▸ **TASK INSTRUCTIONS**: Give the stretch from the start of the entries through the line containing "[[[195,138],[204,154],[279,155],[275,65],[203,65],[196,81]]]" as a JSON list of strings, one string per line, with blank lines left out.

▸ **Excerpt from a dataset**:
-- -- --
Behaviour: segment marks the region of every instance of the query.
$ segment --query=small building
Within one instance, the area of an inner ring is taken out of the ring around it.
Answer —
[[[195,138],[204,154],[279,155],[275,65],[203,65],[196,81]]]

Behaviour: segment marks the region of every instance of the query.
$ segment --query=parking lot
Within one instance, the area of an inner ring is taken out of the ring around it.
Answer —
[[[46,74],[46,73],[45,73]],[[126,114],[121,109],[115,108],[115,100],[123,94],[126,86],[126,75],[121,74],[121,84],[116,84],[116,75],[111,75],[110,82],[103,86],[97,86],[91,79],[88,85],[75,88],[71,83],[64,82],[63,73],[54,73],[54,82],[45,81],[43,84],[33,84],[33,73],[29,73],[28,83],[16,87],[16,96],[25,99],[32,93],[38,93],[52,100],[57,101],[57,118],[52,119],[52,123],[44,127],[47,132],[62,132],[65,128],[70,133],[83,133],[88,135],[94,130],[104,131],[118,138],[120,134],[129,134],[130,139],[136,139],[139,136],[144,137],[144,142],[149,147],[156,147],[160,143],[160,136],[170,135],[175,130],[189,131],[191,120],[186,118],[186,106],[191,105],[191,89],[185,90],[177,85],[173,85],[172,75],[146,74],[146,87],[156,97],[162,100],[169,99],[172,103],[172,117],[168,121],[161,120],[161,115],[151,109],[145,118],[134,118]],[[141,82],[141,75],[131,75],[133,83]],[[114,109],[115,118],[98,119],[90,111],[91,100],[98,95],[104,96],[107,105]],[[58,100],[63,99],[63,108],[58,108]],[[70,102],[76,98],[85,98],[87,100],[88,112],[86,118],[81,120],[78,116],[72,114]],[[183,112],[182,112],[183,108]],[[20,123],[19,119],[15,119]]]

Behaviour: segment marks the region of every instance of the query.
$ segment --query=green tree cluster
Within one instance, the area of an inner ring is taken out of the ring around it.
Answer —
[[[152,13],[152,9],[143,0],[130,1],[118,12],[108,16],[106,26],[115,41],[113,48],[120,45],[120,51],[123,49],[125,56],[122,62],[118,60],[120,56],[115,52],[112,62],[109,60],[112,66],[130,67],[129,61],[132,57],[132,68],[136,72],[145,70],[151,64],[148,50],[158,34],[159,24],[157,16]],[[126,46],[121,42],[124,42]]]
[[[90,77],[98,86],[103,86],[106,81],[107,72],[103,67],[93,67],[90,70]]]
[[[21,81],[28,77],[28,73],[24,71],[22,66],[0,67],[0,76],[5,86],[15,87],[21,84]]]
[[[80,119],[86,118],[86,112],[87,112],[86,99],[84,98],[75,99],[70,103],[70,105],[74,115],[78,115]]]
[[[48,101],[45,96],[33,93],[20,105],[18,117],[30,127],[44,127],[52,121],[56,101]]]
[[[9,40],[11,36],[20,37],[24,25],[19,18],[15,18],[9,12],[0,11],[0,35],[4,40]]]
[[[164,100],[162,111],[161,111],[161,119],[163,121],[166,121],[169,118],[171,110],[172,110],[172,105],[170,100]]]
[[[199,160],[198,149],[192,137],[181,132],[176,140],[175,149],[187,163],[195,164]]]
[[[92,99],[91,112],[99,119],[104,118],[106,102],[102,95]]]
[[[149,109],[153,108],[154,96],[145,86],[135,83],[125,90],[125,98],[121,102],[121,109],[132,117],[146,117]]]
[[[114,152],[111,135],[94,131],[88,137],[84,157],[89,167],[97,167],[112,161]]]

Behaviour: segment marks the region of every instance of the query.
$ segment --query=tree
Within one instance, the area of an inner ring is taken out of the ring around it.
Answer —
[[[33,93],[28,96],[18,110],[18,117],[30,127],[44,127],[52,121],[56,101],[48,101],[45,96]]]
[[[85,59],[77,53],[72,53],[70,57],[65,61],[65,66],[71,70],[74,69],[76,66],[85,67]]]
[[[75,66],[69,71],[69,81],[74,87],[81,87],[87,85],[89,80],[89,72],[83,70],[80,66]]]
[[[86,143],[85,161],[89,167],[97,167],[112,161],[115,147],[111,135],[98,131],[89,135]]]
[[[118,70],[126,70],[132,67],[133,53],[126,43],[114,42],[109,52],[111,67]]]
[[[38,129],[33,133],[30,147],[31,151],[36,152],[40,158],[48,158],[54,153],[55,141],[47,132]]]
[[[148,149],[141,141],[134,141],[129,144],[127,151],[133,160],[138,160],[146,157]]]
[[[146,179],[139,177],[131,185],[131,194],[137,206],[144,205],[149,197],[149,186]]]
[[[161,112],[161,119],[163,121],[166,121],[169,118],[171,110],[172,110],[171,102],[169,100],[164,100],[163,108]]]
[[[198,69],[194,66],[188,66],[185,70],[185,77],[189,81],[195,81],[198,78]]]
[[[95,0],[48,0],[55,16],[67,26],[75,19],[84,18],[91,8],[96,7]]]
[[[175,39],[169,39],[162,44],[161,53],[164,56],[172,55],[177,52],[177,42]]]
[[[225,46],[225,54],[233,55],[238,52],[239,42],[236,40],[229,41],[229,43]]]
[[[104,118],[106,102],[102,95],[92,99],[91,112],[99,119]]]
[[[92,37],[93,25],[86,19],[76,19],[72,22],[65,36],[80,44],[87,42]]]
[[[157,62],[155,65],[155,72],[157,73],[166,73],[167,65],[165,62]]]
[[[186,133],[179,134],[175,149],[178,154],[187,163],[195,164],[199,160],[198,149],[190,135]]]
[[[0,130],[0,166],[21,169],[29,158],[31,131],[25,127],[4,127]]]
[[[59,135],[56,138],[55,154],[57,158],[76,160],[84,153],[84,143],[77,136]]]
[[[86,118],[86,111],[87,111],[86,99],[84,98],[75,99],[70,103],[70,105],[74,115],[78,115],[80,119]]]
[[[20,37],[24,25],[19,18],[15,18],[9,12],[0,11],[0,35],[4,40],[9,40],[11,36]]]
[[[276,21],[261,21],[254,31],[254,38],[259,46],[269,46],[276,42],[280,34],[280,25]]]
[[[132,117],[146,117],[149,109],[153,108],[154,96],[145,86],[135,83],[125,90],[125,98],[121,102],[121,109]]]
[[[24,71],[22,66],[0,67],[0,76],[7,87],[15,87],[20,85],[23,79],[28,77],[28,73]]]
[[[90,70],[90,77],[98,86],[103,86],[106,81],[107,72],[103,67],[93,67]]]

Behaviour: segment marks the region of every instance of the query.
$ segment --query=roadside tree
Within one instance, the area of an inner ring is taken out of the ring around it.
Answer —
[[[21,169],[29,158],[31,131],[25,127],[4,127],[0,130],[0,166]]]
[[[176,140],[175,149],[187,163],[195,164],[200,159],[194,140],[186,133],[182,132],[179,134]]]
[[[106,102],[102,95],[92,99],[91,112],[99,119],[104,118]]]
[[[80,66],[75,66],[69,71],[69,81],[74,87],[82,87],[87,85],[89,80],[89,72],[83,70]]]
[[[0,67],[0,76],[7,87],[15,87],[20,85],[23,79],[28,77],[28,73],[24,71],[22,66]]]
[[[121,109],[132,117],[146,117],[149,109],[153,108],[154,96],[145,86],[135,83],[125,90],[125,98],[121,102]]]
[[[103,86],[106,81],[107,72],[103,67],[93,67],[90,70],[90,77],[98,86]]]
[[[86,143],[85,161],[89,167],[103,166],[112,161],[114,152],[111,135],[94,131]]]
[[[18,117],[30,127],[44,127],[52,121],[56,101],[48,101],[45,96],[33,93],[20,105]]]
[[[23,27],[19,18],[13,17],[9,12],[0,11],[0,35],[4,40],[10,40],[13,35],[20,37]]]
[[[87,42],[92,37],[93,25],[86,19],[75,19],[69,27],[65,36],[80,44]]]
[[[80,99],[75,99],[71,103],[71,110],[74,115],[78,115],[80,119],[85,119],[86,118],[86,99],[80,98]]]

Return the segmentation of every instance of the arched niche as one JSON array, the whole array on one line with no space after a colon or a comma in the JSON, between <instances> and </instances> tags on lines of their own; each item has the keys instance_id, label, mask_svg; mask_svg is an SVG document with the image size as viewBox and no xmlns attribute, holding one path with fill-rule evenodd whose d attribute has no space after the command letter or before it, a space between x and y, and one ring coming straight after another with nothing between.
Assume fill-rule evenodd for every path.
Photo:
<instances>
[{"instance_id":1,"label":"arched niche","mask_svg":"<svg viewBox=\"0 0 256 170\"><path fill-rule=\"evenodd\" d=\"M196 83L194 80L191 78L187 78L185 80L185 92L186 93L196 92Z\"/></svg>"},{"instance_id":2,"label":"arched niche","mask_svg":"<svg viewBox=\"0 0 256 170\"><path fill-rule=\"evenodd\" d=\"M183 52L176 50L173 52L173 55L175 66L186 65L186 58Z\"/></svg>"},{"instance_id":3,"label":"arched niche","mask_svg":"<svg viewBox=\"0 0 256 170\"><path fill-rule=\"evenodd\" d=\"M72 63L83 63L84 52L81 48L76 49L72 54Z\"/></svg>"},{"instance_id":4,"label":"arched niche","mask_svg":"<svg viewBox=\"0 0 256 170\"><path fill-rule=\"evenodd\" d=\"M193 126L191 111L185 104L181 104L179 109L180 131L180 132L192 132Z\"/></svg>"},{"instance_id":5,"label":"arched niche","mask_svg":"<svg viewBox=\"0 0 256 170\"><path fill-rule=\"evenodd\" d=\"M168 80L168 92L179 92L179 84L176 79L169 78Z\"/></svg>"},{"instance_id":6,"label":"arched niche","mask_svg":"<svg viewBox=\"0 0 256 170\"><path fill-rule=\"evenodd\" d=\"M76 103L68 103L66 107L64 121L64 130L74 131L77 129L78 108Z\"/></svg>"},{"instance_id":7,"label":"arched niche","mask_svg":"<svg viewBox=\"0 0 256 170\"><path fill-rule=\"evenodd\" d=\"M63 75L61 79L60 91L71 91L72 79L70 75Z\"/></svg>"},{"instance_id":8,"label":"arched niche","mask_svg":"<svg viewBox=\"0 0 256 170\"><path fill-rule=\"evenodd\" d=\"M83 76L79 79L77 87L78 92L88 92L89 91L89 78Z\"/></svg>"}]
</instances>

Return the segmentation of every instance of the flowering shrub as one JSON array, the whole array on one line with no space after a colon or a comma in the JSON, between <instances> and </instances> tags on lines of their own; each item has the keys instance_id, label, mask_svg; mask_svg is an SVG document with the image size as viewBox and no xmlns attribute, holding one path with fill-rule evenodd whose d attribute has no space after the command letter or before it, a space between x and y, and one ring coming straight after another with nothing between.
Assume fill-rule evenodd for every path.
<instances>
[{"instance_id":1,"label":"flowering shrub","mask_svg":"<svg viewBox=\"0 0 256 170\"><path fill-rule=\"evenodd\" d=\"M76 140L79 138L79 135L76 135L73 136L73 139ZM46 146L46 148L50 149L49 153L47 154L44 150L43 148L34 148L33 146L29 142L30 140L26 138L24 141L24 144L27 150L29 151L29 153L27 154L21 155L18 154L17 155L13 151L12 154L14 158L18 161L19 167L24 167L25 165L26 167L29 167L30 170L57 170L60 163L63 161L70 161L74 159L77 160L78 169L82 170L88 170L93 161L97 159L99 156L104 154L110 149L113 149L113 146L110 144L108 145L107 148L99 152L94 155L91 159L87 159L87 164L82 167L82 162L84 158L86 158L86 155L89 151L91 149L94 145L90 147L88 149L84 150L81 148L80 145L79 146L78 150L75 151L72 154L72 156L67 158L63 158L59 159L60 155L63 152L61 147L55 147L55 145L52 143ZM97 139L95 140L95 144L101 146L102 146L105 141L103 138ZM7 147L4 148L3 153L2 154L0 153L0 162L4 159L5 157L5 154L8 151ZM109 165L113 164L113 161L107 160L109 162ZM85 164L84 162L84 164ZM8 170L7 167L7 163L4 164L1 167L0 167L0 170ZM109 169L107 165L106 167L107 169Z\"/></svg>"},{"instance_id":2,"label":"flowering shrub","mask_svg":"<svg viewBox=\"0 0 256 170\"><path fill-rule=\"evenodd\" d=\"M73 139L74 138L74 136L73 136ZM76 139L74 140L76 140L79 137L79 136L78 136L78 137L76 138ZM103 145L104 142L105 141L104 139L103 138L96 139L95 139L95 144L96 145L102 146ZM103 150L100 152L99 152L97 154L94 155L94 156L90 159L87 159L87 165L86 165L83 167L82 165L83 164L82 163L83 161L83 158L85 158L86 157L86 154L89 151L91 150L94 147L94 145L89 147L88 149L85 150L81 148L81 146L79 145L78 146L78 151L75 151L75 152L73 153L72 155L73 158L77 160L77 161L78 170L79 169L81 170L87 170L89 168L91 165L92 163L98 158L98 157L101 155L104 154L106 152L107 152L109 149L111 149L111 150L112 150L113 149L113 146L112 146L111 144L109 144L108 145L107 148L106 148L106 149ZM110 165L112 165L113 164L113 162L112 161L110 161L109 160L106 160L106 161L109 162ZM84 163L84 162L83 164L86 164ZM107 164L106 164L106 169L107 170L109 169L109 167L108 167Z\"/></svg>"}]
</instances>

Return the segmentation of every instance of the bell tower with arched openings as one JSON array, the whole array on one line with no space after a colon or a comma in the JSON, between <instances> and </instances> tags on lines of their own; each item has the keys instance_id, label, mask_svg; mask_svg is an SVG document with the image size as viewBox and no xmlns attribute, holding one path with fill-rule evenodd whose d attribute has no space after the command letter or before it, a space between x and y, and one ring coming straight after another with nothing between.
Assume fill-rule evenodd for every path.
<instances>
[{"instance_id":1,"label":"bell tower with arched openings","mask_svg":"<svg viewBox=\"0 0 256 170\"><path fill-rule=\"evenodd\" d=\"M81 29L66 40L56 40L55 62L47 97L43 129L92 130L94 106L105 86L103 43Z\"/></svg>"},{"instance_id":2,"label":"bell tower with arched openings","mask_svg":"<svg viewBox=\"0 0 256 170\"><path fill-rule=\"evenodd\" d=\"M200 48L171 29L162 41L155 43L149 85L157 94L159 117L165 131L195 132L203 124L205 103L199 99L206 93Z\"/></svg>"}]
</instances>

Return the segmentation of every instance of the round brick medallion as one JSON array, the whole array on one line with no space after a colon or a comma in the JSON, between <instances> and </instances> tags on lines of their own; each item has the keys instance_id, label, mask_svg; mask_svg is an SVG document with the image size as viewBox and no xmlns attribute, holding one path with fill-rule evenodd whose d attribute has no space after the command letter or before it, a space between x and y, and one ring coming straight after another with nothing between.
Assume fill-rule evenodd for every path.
-- -- --
▸ **OUTPUT FOR THIS TASK**:
[
  "Behaviour: segment marks the region of every instance of the query.",
  "$ segment --query=small building",
  "Within one instance, the area of an inner ring is taken out of the ring around it.",
  "Answer —",
  "[[[195,138],[204,154],[279,155],[275,65],[203,65],[196,81]]]"
]